### Information provided ###

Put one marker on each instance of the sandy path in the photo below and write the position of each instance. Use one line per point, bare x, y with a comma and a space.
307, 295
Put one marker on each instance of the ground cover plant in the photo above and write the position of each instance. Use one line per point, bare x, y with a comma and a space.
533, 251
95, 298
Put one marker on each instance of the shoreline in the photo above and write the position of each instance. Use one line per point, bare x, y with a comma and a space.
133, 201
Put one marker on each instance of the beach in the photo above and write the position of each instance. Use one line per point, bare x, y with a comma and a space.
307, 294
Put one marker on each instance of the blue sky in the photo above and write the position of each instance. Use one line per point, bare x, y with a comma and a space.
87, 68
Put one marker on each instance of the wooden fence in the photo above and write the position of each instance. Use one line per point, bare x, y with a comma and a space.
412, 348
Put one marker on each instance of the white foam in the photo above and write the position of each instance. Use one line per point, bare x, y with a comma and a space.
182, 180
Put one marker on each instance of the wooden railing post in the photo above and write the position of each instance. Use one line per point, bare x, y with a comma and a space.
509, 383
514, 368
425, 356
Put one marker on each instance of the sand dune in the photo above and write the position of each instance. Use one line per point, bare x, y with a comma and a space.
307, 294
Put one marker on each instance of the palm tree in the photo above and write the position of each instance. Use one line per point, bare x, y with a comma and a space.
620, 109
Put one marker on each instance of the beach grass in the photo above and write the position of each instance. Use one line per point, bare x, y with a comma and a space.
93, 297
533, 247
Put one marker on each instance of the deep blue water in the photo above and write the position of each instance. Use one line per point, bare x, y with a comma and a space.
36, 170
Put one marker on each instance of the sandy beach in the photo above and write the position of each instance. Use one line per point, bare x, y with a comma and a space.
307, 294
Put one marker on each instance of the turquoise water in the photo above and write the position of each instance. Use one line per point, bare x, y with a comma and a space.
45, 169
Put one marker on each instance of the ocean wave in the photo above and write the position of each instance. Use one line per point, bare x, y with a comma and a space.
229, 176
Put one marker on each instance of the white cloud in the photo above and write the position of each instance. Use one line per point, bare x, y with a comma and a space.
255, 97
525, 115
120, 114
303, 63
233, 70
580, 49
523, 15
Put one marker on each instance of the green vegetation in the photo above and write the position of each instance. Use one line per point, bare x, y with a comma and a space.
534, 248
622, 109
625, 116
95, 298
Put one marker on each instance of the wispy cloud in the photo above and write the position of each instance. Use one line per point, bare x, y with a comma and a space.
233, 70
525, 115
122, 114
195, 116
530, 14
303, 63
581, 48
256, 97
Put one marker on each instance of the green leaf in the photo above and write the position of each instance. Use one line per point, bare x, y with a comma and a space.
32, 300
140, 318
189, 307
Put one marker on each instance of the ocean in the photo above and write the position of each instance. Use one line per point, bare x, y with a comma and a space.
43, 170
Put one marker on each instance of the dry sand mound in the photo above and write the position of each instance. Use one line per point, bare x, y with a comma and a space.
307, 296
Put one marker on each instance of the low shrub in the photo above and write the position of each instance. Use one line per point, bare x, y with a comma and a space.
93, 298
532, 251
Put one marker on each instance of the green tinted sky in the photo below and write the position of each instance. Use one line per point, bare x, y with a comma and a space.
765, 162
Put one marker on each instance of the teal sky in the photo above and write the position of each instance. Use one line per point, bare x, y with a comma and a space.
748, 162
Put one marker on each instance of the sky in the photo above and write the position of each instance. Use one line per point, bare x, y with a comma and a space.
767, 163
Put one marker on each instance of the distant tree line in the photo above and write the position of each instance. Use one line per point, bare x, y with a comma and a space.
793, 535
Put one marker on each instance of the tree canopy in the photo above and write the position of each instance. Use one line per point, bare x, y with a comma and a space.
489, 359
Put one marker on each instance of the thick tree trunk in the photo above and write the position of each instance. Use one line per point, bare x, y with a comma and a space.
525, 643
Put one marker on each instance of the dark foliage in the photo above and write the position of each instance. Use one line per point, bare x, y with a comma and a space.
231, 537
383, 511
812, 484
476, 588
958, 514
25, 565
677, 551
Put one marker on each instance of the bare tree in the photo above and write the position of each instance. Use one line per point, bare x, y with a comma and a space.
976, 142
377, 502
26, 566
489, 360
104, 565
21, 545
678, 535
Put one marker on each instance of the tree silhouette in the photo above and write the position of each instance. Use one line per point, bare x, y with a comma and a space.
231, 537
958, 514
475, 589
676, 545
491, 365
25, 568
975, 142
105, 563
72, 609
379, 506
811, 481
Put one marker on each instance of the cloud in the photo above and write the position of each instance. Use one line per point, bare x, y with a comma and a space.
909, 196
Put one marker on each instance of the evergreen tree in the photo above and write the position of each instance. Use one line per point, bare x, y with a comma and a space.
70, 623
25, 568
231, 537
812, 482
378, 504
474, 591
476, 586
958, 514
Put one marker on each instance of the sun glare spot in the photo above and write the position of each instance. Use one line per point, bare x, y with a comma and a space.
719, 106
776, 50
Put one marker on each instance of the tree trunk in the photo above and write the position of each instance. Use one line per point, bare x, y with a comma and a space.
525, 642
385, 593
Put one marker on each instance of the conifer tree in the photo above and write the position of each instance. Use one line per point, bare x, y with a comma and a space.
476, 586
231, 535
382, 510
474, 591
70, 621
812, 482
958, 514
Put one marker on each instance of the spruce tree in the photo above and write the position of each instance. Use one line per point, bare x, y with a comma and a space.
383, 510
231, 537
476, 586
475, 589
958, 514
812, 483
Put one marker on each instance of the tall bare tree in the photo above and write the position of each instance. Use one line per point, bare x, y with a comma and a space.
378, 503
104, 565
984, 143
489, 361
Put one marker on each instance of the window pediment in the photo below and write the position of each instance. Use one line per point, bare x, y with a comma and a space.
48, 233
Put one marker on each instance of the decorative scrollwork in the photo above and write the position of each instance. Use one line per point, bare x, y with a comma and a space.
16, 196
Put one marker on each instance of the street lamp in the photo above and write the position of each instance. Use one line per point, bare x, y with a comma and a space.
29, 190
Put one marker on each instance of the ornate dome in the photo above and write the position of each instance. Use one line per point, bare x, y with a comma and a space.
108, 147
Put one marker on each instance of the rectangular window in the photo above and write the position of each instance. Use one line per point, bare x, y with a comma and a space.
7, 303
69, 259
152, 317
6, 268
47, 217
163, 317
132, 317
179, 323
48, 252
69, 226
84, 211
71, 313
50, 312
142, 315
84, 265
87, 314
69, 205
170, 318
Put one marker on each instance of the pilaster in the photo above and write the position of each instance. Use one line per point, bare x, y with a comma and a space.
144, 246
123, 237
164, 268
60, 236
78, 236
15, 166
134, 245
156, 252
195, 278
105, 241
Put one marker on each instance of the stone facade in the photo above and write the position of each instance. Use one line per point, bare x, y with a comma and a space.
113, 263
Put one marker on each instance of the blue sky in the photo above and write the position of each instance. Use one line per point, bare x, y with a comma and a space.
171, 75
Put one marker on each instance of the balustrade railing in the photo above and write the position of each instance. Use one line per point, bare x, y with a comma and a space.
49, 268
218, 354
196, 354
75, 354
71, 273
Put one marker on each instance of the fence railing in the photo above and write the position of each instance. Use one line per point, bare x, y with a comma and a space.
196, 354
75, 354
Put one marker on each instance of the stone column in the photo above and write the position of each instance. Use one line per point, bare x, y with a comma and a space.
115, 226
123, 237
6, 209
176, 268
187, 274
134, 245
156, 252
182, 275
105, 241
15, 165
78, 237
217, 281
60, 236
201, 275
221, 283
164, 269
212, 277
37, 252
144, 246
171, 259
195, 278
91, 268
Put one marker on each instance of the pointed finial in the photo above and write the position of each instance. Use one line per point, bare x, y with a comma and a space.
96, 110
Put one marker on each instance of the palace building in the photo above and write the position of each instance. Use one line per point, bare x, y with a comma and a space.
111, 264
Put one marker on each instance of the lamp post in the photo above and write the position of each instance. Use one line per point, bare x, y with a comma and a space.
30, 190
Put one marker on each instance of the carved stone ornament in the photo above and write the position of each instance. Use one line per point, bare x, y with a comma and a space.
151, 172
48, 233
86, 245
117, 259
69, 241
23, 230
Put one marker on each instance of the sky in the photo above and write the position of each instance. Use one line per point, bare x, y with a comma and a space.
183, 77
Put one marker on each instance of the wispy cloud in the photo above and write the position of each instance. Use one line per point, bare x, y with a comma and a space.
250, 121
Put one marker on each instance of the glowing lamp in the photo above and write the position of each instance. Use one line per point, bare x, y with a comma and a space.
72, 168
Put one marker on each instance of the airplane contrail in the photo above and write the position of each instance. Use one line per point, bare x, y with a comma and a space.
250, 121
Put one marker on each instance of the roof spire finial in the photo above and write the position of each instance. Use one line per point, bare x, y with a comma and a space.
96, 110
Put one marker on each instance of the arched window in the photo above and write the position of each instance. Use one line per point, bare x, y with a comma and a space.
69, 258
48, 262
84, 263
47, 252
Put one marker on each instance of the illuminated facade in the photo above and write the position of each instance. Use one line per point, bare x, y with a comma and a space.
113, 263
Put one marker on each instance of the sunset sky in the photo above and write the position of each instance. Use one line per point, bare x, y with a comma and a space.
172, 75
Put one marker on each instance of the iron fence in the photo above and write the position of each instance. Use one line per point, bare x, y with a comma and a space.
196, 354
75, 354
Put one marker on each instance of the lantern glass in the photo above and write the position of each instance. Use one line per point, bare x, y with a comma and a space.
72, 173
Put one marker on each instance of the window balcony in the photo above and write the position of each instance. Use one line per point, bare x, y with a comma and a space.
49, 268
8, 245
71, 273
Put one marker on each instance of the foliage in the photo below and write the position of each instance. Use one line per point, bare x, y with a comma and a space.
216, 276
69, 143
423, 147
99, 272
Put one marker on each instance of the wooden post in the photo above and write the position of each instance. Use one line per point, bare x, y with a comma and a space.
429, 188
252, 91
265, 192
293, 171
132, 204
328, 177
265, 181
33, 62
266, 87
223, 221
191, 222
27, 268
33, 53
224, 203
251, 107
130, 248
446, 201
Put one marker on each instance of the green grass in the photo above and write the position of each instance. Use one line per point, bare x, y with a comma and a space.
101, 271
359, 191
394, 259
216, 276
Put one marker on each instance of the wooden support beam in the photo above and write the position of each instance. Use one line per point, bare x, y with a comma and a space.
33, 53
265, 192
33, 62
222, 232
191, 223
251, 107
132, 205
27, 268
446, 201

###

[Problem description] Your answer should hold exactly the lines from the one containing "Put one marker on each instance of the wooden support" through the end of the entries above, and nothing else.

[Solution to this task]
Put one marker on each instance of the wooden support beam in the photo above and write the position of each instance. Use one line per point, bare x, y with a comma and a space.
33, 53
265, 192
33, 62
222, 232
191, 223
251, 107
132, 205
27, 268
446, 201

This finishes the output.